— What needs to be done —
Each entry should be set down again verbatim, with the images omitted.

───── Supplied information

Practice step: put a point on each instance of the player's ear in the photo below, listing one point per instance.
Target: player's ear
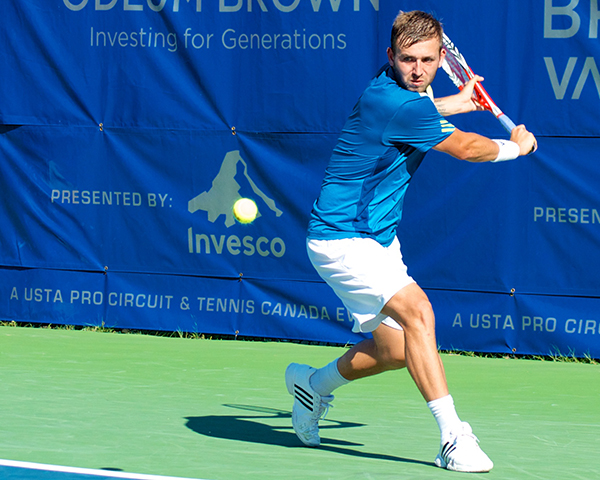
(390, 53)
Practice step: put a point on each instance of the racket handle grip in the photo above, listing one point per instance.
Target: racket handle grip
(506, 122)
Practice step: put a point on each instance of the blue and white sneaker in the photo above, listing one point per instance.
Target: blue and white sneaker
(309, 407)
(461, 453)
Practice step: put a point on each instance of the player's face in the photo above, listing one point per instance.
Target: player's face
(415, 66)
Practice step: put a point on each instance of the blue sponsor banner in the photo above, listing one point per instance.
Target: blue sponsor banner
(129, 127)
(519, 324)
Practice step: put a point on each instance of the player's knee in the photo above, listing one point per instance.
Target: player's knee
(394, 358)
(421, 316)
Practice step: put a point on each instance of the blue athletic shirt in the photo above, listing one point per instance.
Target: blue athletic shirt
(381, 146)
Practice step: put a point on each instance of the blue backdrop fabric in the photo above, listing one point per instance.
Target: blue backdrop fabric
(129, 127)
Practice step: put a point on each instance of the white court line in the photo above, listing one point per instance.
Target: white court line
(87, 471)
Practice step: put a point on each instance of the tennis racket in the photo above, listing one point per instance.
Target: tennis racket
(460, 73)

──────────

— Result —
Practice step: put a point on each instance of the player's ear in the photo below, listing one point per instance.
Target: player's ear
(390, 53)
Practice step: put a point on each instance of the racket handle grip in the photo above, listing one point per instance.
Target: racket handle grip
(506, 122)
Practice step: put a point on each instance of the blue and white sneaker in the photo above, listing one point per instance.
Target: blue and white sneaker
(309, 407)
(461, 453)
Practice step: put a point on each instance of the player's face in the photo above, listing one point per instance.
Target: player's face
(415, 66)
Practice step: put a point on each instance of the blue sponsor banner in the photo above, listing one point per instance.
Target: blue sponsor banner
(129, 127)
(519, 324)
Practice step: put a point on each instance of the player's knee in the photo above, listing one point per instance.
Target: player's knee
(394, 358)
(421, 316)
Practice step: put a point on each instance of the blue athletic shirt in the photo above, listing one point per instance.
Target: blue athletic shirt
(381, 146)
Practice step: put a point on each instance of the blue backdrop fabric in the photo above, listing one point per instance.
Target: blue backdrop fabric
(129, 127)
Practice step: put a point on each instance of the white court line in the photo above, listing one point per instance.
Target: white court line
(87, 471)
Practice step: put a point on each instance of the tennis racket in the photo above, listing one point per instance.
Target: tennis racket
(460, 73)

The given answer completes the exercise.